(Saved entries)

+ + + + + + +

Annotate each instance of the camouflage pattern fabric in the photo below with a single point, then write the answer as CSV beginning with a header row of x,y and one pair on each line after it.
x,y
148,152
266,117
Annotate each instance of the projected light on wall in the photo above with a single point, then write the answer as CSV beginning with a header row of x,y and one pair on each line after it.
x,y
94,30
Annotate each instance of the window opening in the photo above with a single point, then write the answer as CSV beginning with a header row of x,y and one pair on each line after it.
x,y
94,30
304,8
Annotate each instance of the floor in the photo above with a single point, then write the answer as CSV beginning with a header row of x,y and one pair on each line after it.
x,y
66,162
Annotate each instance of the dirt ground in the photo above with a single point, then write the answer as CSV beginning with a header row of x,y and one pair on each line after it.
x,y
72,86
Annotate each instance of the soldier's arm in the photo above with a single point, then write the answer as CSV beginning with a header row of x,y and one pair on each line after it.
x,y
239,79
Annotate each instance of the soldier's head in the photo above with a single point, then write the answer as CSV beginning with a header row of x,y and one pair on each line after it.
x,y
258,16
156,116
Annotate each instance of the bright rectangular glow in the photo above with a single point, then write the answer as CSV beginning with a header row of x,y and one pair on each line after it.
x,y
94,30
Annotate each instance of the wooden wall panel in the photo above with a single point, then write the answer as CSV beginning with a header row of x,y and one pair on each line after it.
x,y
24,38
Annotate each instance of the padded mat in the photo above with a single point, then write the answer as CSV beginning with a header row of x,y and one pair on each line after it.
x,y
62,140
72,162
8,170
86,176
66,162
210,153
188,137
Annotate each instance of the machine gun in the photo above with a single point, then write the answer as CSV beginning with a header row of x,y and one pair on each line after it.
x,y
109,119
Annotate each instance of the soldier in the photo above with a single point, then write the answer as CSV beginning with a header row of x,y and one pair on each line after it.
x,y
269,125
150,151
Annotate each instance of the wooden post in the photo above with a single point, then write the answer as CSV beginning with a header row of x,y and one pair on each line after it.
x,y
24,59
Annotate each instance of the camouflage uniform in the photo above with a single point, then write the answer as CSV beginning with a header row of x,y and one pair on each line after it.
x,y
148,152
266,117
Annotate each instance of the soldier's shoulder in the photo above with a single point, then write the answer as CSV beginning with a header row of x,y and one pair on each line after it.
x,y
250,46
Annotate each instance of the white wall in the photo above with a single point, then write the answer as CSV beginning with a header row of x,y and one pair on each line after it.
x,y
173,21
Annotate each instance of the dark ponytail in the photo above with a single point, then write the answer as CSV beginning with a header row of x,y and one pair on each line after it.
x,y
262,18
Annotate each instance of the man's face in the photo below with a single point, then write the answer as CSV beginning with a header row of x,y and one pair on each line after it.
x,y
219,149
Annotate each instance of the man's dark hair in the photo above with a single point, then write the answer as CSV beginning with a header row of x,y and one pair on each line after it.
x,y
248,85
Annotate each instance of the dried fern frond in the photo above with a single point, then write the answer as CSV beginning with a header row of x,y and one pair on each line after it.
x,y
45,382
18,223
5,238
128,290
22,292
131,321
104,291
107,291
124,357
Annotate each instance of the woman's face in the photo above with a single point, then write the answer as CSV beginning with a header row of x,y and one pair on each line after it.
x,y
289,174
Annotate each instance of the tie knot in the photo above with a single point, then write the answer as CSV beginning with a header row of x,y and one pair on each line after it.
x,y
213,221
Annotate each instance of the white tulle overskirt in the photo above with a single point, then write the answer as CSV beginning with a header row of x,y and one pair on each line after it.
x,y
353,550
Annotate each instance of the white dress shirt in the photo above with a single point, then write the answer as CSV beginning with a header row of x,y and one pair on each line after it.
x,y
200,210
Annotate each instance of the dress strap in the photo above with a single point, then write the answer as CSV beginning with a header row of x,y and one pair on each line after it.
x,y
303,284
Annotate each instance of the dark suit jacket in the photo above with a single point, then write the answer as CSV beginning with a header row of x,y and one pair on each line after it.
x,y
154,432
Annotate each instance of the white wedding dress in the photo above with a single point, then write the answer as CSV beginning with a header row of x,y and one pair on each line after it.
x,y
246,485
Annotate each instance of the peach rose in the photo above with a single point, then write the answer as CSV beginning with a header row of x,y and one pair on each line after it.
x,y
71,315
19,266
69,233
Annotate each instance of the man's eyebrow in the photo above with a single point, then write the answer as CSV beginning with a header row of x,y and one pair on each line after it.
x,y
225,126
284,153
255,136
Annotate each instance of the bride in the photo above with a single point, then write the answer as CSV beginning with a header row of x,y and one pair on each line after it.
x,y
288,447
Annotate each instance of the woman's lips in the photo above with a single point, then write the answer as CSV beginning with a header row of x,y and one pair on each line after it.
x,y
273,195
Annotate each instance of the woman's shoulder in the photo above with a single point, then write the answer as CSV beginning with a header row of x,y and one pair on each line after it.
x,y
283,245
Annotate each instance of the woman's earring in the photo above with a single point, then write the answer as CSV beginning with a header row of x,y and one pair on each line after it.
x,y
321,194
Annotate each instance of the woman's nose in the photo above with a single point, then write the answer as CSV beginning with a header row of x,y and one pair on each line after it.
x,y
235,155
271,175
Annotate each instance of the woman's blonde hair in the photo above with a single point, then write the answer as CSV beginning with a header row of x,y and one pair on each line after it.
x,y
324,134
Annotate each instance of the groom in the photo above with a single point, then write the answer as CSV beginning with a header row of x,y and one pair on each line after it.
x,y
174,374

+ + + + + + +

#### What to work on:
Every entry above needs to be quoted exactly.

#### Result for this exercise:
Annotate each instance of the camouflage pattern fabric in the photo below with a single point, then write the answer as CSV beginning with a header row of x,y and one pair on each line after it.
x,y
148,152
266,117
Annotate each instance of the projected light on wall in the photo above with a single point, then write the answer as CSV beginning with a header row of x,y and one pair on each line after it.
x,y
94,30
Annotate each instance of the window opening in the photo above with a single point, then write the answer as CSV beginning with a header row of x,y and one pair on each line after it.
x,y
94,30
304,8
Annotate each instance of the floor in the photo above with a single point, then write the answer as CSV beginning with a header row of x,y and one pair on each line after it.
x,y
66,162
Annotate each instance of the dirt ground in the photo above with a single point, then write the answer as CSV beginning with a header row of x,y and one pair on each line after it.
x,y
72,86
Annotate each instance of the soldier's arm in the photo above with a single point, then write the answer as CSV beginning with a header row of x,y and one pair on each line after it.
x,y
239,79
Annotate each instance of the soldier's head in the photo above with a single point, then write the answer as CSV beginning with a header row of x,y and one pair on each line after it.
x,y
258,16
156,116
Annotate each instance of the bright rectangular glow in the photo above with a single point, then write the answer as CSV beginning with a header row of x,y and one pair on each line after it.
x,y
94,30
Annotate each instance of the wooden wall panel in the photo above with a single point, then write the answer as CSV beginning with a header row of x,y and one pair on each line after it.
x,y
24,38
Annotate each instance of the padded mat in the photo above with a single point, then write the answer as CSV beginning with a header row of x,y and one pair on each line after it.
x,y
62,140
72,162
8,170
86,176
66,162
210,153
188,137
Annotate each instance of the machine gun in the photo above with a single point, then write the answer as CSV beginning with a header row of x,y and one pair on each line after it.
x,y
109,119
Annotate each instance of the soldier in the photo above with a single point, then write the answer as CSV beginning with a header row of x,y and one pair on each line after it.
x,y
269,125
150,151
Annotate each instance of the wooden post in the photo above with a single point, then write the answer as CSV beginning with a header row of x,y and one pair on each line after it.
x,y
24,59
Annotate each instance of the camouflage uniform in the photo above with a single point, then write the answer as CSV beginning with a header row of x,y and one pair on each line after it.
x,y
148,152
266,117
Annotate each instance of the soldier's shoulder in the photo above with a single point, then write the answer as CSV beginning with a header row of x,y and one pair on each line after it.
x,y
250,46
Annotate each instance of the white wall in the photo above with a single point, then write the answer as CSV beginning with a header row of x,y and one pair on each line after it.
x,y
173,21
Annotate each instance of the dark ponytail in the photo above with a single point, then write the answer as CSV beginning with a header row of x,y and one pair on each line after it.
x,y
262,18
Annotate each instance of the man's face in the photo below with a single point, then write the answer as CSV beginning with a header row of x,y and one pair on each line after it.
x,y
219,149
Annotate each instance of the man's dark hair in the photo above with a single point, then write the answer as CSV beginning with a header row of x,y and one pair on each line after it.
x,y
248,85
Annotate each instance of the dried fern frond in the photo above with a single point, then write the answer as CSV beginning with a header row of x,y and one pair on each line after it.
x,y
45,382
18,223
5,238
128,290
22,292
131,321
104,291
107,291
124,357
Annotate each instance of the woman's face in the photo above with a single point, then write the answer as CSV beginning with a header row of x,y and one pair on each line after it.
x,y
289,174
Annotate each instance of the tie knot in the photo above with a single point, then write the answer as CSV beginning with a header row of x,y and one pair on each line after it.
x,y
213,221
Annotate each instance of the white tulle overskirt in the photo above with a single point, then write the answer as CSV beginning with a header row of x,y and one pair on each line after it.
x,y
353,550
Annotate each instance of the white dress shirt in the photo above with a single point, then write the answer as CSV beginning with a header row of x,y and one pair on each line after it.
x,y
200,210
Annotate each instance of the dress strap in the photo above with a single point, then write the answer as CSV beginning with a header row of x,y and one pair on each line after it.
x,y
303,284
Annotate each instance of the dark suit jacket in the photo above with a single point, then write the answer as CSV beginning with a header row of x,y and one pair on each line after it.
x,y
154,432
Annotate each instance of the white wedding dress in the photo above with a single point, then write the answer as CSV beginning with a header row of x,y and one pair on each line after it.
x,y
246,485
Annotate each instance of the peach rose in the photo above with a single point, then write the answer as CSV beginning with a header row of x,y and one pair on each line after it.
x,y
71,315
19,266
69,233
Annotate each instance of the man's eyebrow in the photo above with a single point, then write the answer as CSV beginning with a header row of x,y and one pair on each line after it.
x,y
225,126
284,153
255,136
Annotate each instance of the bride in the photo above with a single point, then write the answer as CSV beginning with a header row of x,y and one pair on each line after it.
x,y
288,447
Annotate each instance of the woman's lips in the photo above with a single point, then write the answer as CSV beginning with a header row of x,y and one pair on each line after it.
x,y
273,195
Annotate each instance of the woman's shoulder in the photo above with a single point, then write the answer as CSV beginning with a header row of x,y and one pair on each line after it.
x,y
283,245
Annotate each instance of the woman's earring in the photo above with a single point, then write the answer as CSV beginning with a header row of x,y and one pair on each line after it.
x,y
321,194
Annotate each instance of the woman's nose in the photo above with a single point, then write the answer as CSV beginning with a header row of x,y and one pair on each line after it.
x,y
235,155
271,175
Annotate each instance of the woman's blonde hair in the photo above with a single point, then write the answer as CSV beginning with a header row of x,y and one pair on each line after it.
x,y
324,134
Annotate each instance of the groom in the photo above with a single point, then write the answer as CSV beginning with a header row of x,y and one pair on each line after it.
x,y
174,374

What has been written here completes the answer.